__Your tasks__
[1] In the OpenAQ location ID proposal, what example ID is given?
[2] Reproduce the passage of the OpenAQ location ID proposal that runs from "Thanks everybody that" up to and including "within a name-space.".

__Article__
* Begin *
Open olafveerman opened 5 years ago

olafveerman commented 5 years ago

Thanks everybody that contributed to the discussion around incorporating metadata and a unique ID into OpenAQ. We’ve taken some time to process the different ideas. This is the first of two posts that describe our proposal, and focuses on:

  1. the structure of the location ID; and
  2. determine a station’s uniqueness.

The other post (#13) contains a write-up of the technical approach, a notional work plan, and how this affects the inner workings of OpenAQ.

ID structure

The goal is to create an ID that is easy to read for machines and humans, and that is stable over time. We propose to use an ID consisting of:

eg. AF-123456

The country code quickly conveys the most basic information to users. It's unlikely that this will change over time. Six digits should provide us with enough unique IDs within a name-space.

More detailed metadata in the ID

Some of the feedback from the community suggested inclusion of more detailed metadata in the ID. The metadata endpoints that will be built as part of this project already allow users to query data based on metadata. We don’t think that encoding this information in the ID will provide added value, and make the IDs more prone to change as metadata changes.
* End *
__Dataset excerpts__
* Begin *
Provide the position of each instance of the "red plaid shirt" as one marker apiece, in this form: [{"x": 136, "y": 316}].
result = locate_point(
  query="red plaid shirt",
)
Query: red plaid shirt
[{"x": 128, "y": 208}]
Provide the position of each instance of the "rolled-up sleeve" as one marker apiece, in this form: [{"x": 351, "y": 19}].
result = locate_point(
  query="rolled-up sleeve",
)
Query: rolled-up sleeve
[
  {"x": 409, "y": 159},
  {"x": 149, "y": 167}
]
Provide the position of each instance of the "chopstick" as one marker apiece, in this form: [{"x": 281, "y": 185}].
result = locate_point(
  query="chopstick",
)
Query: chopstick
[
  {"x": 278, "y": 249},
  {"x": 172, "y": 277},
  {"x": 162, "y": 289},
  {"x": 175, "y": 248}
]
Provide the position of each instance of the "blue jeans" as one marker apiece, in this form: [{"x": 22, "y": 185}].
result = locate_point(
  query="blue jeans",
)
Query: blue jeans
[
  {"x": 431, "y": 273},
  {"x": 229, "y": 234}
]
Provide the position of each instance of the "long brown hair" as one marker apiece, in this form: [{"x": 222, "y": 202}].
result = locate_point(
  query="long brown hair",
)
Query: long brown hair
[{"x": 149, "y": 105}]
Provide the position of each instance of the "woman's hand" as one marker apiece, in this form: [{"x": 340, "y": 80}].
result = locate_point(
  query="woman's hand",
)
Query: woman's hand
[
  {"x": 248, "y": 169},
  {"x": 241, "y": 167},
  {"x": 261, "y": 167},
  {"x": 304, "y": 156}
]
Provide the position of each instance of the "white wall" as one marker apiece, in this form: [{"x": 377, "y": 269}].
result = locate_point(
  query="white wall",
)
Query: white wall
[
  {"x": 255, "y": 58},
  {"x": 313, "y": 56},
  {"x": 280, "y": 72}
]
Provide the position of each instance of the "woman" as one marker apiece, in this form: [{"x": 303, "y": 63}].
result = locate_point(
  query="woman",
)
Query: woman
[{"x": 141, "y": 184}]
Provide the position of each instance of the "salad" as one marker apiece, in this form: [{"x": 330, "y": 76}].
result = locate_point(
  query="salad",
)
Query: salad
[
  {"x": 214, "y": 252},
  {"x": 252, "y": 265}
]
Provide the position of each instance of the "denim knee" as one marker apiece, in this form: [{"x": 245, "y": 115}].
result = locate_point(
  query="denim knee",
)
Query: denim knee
* End *
__Responses__
[1] AF-123456

[2]
Thanks everybody that contributed to the discussion around incorporating metadata and a unique ID into OpenAQ. We’ve taken some time to process the different ideas. This is the first of two posts that describe our proposal, and focuses on:

  1. the structure of the location ID; and
  2. determine a station’s uniqueness.

The other post (#13) contains a write-up of the technical approach, a notional work plan, and how this affects the inner workings of OpenAQ.

ID structure

The goal is to create an ID that is easy to read for machines and humans, and that is stable over time. We propose to use an ID consisting of:

eg. AF-123456

The country code quickly conveys the most basic information to users. It's unlikely that this will change over time. Six digits should provide us with enough unique IDs within a name-space.